(Excerpts of pointing data)
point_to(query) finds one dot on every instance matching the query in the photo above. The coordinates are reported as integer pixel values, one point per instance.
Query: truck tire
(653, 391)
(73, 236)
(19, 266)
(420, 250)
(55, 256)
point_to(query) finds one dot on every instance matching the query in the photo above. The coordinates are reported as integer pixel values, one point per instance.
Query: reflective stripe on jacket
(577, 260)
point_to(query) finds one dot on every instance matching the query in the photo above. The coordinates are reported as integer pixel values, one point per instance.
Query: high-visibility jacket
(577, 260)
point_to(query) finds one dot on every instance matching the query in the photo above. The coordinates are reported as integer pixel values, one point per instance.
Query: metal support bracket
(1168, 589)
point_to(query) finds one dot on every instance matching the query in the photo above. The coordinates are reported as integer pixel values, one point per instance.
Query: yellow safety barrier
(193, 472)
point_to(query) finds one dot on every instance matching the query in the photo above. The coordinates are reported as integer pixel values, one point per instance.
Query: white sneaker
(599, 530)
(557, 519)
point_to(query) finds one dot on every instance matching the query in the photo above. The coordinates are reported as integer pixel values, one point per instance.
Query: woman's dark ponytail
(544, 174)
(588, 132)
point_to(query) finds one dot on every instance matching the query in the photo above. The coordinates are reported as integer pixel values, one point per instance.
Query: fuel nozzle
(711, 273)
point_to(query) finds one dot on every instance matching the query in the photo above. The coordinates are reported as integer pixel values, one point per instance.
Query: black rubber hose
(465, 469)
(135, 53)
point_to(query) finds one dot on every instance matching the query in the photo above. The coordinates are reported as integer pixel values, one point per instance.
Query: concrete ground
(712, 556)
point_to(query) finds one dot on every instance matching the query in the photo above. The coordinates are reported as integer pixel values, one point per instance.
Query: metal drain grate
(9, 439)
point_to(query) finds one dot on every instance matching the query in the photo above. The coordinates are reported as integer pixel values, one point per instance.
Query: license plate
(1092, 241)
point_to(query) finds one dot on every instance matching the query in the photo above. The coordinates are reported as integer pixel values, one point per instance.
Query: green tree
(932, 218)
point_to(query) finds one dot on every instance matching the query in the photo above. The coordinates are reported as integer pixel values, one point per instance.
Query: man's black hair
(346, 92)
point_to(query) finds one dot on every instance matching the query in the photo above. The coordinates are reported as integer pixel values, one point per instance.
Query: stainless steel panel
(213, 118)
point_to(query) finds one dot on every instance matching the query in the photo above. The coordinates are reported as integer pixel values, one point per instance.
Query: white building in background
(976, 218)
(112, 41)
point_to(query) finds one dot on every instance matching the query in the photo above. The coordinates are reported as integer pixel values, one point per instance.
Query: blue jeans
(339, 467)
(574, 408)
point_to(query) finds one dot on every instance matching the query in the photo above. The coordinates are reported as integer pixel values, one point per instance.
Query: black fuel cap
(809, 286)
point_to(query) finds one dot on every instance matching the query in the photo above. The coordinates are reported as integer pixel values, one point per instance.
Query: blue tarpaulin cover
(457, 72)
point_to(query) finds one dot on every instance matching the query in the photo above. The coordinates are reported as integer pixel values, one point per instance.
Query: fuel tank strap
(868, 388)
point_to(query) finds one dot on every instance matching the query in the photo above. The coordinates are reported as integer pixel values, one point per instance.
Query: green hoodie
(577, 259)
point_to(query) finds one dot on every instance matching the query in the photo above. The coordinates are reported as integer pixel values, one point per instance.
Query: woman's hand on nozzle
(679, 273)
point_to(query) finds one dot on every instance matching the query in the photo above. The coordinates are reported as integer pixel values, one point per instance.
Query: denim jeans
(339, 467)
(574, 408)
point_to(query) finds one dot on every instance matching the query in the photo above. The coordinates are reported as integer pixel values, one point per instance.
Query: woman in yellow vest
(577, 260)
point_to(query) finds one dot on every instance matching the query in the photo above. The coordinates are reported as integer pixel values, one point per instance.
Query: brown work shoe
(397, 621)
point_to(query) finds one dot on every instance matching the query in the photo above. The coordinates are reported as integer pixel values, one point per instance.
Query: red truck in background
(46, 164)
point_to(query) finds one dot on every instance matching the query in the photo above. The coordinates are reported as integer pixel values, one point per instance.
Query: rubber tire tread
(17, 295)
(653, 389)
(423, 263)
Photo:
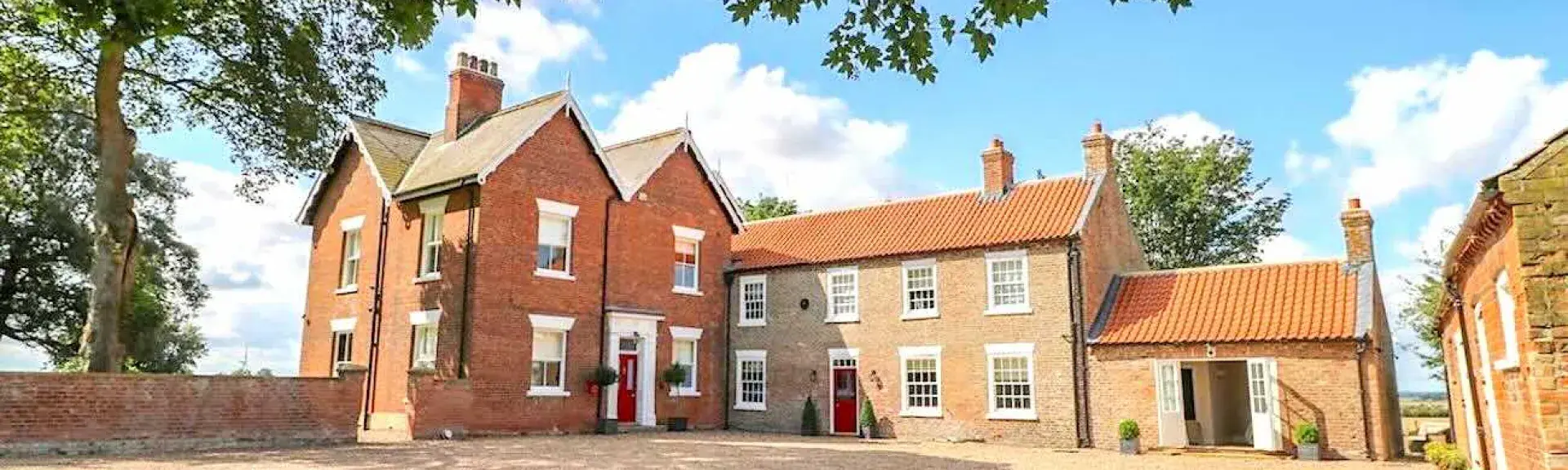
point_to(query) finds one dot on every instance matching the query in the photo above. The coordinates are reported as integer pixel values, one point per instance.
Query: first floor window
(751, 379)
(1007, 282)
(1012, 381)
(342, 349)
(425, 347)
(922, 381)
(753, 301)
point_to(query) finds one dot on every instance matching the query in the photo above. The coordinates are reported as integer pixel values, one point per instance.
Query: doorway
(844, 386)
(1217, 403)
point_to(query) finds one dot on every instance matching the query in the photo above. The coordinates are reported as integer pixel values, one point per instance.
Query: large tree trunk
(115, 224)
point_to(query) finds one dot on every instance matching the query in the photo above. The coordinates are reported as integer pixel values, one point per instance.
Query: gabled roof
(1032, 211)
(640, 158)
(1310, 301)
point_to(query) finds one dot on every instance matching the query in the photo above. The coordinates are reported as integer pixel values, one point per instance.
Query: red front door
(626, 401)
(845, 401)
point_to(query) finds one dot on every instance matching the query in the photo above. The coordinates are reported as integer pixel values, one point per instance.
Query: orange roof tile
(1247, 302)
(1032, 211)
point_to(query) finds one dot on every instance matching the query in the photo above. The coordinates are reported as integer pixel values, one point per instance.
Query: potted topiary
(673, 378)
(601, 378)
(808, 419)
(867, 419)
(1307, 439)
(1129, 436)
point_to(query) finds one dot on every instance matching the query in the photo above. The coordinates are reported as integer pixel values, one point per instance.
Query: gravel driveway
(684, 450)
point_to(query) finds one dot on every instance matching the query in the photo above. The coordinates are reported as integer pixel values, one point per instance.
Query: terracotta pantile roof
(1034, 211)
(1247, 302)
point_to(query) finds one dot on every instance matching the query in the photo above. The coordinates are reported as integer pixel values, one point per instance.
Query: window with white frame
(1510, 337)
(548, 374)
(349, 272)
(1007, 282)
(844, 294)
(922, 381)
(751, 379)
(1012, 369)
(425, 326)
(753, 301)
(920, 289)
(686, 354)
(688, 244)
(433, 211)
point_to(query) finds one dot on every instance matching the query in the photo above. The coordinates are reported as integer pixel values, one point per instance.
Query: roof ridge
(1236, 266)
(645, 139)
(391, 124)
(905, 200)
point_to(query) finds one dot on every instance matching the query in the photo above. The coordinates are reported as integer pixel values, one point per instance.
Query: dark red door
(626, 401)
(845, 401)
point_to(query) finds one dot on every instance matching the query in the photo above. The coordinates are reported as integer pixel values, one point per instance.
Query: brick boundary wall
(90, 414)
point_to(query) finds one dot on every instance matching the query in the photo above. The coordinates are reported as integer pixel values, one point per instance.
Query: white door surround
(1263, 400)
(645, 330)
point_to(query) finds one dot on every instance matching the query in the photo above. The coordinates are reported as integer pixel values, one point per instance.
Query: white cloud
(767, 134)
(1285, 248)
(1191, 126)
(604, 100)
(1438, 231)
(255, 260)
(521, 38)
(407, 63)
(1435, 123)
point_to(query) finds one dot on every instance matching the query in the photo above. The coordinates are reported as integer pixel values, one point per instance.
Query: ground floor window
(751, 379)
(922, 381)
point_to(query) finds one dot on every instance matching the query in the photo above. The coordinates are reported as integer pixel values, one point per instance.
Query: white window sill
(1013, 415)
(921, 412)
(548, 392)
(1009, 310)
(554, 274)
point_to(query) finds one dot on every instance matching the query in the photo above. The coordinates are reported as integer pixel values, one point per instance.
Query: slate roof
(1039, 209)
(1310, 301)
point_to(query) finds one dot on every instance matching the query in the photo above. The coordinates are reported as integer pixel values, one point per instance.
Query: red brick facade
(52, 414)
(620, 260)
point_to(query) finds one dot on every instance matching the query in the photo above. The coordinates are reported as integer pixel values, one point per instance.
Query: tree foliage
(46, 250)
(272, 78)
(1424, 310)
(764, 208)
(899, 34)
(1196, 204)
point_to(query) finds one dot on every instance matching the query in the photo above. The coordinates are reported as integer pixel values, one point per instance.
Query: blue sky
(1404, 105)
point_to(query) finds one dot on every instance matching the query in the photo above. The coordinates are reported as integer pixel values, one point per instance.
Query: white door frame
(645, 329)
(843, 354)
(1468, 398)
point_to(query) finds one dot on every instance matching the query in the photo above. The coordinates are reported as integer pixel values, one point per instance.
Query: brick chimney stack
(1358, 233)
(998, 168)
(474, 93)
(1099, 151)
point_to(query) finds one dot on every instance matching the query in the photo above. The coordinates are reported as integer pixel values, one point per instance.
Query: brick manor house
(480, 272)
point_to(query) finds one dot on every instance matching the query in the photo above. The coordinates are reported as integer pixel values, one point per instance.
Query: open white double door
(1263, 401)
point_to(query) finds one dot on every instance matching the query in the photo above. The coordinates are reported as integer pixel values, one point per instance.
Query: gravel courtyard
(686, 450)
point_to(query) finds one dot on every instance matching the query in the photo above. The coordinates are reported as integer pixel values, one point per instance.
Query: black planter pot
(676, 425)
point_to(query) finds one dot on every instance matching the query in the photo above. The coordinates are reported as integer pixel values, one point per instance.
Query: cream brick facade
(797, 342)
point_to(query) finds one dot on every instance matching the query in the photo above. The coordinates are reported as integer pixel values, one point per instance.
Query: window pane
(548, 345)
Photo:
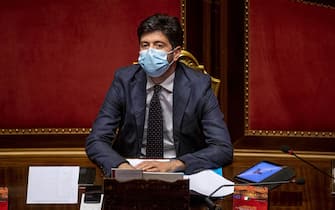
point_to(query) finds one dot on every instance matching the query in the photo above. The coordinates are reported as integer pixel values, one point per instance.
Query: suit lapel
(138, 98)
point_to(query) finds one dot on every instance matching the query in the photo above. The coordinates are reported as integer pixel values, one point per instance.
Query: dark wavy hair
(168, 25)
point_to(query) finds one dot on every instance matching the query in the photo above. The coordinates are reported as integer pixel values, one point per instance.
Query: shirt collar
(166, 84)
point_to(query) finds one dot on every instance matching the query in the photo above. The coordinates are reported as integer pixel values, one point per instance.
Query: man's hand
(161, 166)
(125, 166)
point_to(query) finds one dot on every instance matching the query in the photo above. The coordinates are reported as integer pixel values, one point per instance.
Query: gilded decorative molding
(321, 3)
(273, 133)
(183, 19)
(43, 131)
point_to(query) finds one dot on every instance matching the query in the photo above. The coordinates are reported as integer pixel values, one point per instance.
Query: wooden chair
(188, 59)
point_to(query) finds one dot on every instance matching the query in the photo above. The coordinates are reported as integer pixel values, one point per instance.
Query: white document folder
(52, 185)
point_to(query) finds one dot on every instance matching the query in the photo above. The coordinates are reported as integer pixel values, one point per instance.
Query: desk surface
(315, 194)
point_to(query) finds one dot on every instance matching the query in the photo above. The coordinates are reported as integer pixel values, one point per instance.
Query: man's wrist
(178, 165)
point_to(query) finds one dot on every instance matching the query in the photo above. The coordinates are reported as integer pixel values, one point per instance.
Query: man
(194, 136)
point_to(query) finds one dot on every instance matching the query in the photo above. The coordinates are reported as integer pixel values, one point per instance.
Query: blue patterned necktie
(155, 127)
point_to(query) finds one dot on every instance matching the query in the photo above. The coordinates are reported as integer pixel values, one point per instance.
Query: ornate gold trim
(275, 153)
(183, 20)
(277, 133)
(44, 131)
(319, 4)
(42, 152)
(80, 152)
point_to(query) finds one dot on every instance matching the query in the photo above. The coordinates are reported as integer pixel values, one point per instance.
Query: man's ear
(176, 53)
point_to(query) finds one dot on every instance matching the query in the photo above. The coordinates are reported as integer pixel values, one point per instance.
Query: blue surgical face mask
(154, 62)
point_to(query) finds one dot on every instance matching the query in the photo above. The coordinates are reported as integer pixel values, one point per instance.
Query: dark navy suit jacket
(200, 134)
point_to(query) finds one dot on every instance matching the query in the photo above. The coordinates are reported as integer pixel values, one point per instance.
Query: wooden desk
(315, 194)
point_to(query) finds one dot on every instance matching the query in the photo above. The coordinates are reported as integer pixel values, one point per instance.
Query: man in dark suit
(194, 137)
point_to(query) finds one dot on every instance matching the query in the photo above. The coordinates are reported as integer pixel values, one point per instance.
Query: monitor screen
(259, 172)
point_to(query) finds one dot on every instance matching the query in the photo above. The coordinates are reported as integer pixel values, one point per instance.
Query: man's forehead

--- The exercise ---
Show every line of the data above that contains the string "yellow". Case counts.

--- Answer ---
Query: yellow safety barrier
Query: woman in yellow vest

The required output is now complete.